■ **Aufgabe**
Setze bitte den Text über Rohdaten bei Filmproduktionen nach seinem letzten Satz fort.

■ **Textauszug**
════════════════════

Warum solltest du dich mit den Rohdaten beschäftigen?
Viele Unternehmen stellen erst später fest, dass sie das Originalmaterial noch einmal benötigen. Gründe dafür kann es viele geben, sei es für eine Anpassung, ein Update oder eine neue Version des Videos. Doch dann kommt die Überraschung: Die Rohdaten gehören nämlich nicht automatisch dir. Ohne eine klare vertragliche Regelung kann es sein, dass du für den Zugriff auf das Material erneut zahlen musst oder es gar nicht erst bekommst.
ℹ️ Daher solltest du dir frühzeitig darüber Gedanken machen:
- Möchtest du selbst oder Dritte das Rohmaterial für zukünftige Schnittversionen nutzen?
- Soll dein Marketingteam aus einzelnen Szenen Social-Media-Clips erstellen?
- Braucht dein Unternehmen Zugriff, um Anpassungen ohne die ursprüngliche Produktionsfirma vorzunehmen?
Falls du hier mit „Ja“ antwortest, solltest du dich mit den Nutzungsrechten der Rohdaten auseinandersetzen.
Rechtliche Grundlagen: Habe ich Anspruch auf die Rohdaten?
Grundsätzlich gehört das Rohmaterial einer Filmproduktion der Produktionsfirma, da sie das Video erstellt und damit automatisch die Urheberrechte an den Aufnahmen besitzt. Das bedeutet: Auch wenn du einen Imagefilm in Auftrag gibst, erwirbst du in der Regel nur das Recht zur Nutzung des fertigen Films, jedoch nicht das Recht auf die Rohdaten.
ℹ️ Ob du die Rohdaten erhältst, hängt von der vertraglichen Vereinbarung ab. Ohne eine explizite Regelung bleibt das Material aber in der Regel beim Dienstleister. Falls du das Footage nutzen möchtest, solltest du dies vor Vertragsabschluss klar definieren. Meist wird die Herausgabe extra berechnet, da die meisten Produktionsfirmen Rohdaten nicht standardmäßig an Kunden weitergeben.
Vereinfacht lässt sich sagen: Wenn du eine Filmproduktion in Auftrag gibst und sinngemäß sagst „Ich möchte einen Imagefilm“, dann ist das der Vertragsgegenstand. Du bekommst am Ende einen fertigen Film, der meist in Form eines Werkvertrags produziert wird. Ein Werkvertrag verpflichtet das Produktionsunternehmen nur dazu, das fertige Endprodukt (den finalen Film) zu liefern und nicht das gesamte Rohmaterial.

════════════════════

[Einträge im Datensatz]
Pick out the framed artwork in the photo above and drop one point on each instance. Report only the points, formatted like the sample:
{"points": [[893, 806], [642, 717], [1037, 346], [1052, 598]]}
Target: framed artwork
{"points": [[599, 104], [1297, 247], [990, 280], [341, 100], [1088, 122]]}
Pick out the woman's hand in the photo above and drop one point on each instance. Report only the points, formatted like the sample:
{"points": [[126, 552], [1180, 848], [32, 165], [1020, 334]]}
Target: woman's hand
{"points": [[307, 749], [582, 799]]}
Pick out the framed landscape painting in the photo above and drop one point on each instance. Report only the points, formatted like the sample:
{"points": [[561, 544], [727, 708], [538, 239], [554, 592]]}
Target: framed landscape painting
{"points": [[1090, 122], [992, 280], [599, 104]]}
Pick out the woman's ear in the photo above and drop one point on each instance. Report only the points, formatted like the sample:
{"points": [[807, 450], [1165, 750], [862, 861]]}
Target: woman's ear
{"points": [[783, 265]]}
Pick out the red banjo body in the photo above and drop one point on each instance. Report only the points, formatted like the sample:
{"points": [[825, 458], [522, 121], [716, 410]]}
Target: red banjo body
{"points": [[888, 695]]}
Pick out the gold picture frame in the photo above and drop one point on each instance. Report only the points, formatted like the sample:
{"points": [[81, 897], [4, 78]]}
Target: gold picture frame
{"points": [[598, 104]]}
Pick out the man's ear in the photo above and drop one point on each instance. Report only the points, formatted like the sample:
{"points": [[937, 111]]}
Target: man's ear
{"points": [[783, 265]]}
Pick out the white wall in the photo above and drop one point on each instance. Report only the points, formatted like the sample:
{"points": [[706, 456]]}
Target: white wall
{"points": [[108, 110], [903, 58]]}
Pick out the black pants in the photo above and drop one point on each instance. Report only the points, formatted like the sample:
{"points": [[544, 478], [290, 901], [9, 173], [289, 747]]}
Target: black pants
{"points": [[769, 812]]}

════════════════════

■ **Ergebnis**
Die Rohdaten bilden für die Produktion natürlich die Basis, sind dadurch aber nur Zwischenschritte zum fertigen Video. Das gilt sowohl für die unbearbeiteten Video- und Audiodaten als auch die Projektdatei der Schnittsoftware oder sogar das Drehbuch. Vergleichen lässt sich das mit vielen anderen Produkten, bei denen du auch nicht die Zwischenprodukte erhältst. Oder hast du bei einem Autokauf schonmal die Baupläne oder einzelne Teile für das Fahrzeug gleich kostenfrei dazu bekommen?
Warum bekomme ich keine Rohdaten vom Videodreh?
Ich möchte dir folgend ein paar Punkte aus Produzentensicht aufzeigen und dir erklären, warum die meisten Produktionsunternehmen die Rohdaten nicht ohne Absprache herausgeben.
Urheberrecht und kreative Kontrolle
Die Produktionsfirma hat das Urheberrecht an den Aufnahmen und möchte vermeiden, dass das Material ohne ihre Zustimmung verändert, weiterverwendet oder in einem anderen Kontext genutzt wird. Rohdaten enthalten oft unfertige, ungeschnittene Szenen, die nicht für die Veröffentlichung gedacht sind. Du kannst daher die Rohdaten ohne eine umfangreiche Nachbearbeitung ohnehin nicht nutzen.
Schutz des Unternehmens-Know-hows
In den Rohdaten stecken die Erfahrung, das kreative Können und die technische Umsetzung des Produktionsteams. Viele Unternehmen möchten verhindern, dass ihre Arbeitsweise oder ungeschnittene Inhalte verbreitet oder von anderen Produzenten weiterverwendet werden. Das betrifft vor allem die Arbeitsweise im Schnitt, weshalb ich selbst grundsätzlich keine Projektdaten herausgebe.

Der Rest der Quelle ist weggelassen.